Copy out each line below that contains the word "mountain". Match the case exactly.

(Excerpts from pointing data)
□ □ □ □

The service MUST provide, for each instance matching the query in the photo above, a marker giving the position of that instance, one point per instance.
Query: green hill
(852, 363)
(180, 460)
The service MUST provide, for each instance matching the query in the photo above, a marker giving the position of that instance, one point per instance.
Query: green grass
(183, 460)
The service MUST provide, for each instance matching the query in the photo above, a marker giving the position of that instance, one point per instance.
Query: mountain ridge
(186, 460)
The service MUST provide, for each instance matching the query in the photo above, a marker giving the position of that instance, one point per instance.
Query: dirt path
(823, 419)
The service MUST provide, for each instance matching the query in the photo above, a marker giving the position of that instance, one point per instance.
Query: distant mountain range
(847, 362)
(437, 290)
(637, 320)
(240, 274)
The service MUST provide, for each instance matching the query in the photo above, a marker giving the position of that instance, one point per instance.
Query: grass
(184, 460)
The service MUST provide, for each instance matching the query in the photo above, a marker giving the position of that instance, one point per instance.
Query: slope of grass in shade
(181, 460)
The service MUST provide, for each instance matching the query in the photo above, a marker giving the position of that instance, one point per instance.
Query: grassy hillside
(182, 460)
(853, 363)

□ □ □ □

**In response**
Query: mountain ridge
Query: distant mountain range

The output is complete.